WHAT TO PRODUCE: Among the entries below, please show each line that carries the word "mast".
DATASET START
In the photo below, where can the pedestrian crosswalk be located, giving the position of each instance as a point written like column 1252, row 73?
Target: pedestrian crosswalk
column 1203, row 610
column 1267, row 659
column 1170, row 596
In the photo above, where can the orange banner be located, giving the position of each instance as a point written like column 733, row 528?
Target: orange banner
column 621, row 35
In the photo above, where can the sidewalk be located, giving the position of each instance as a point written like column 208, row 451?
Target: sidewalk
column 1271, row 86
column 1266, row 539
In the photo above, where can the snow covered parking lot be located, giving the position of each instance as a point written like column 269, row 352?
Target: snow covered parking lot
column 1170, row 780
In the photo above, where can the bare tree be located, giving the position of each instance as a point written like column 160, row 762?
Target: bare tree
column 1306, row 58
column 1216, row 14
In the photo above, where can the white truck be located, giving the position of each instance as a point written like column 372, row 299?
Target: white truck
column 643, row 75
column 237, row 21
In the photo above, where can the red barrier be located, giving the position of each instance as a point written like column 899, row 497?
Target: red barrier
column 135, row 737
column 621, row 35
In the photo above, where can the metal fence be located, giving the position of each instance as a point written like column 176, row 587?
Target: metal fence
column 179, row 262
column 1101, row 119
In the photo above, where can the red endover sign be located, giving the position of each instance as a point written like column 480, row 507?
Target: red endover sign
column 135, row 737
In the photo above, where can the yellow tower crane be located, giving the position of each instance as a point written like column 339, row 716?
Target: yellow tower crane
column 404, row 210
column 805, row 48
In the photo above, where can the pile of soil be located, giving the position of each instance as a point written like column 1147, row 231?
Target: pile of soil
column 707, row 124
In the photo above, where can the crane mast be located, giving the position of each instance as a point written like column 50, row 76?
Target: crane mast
DATASET END
YOUR SOLUTION:
In the photo above, where can the crane mast be located, giving the position of each instance as a point written like column 50, row 76?
Target: crane mast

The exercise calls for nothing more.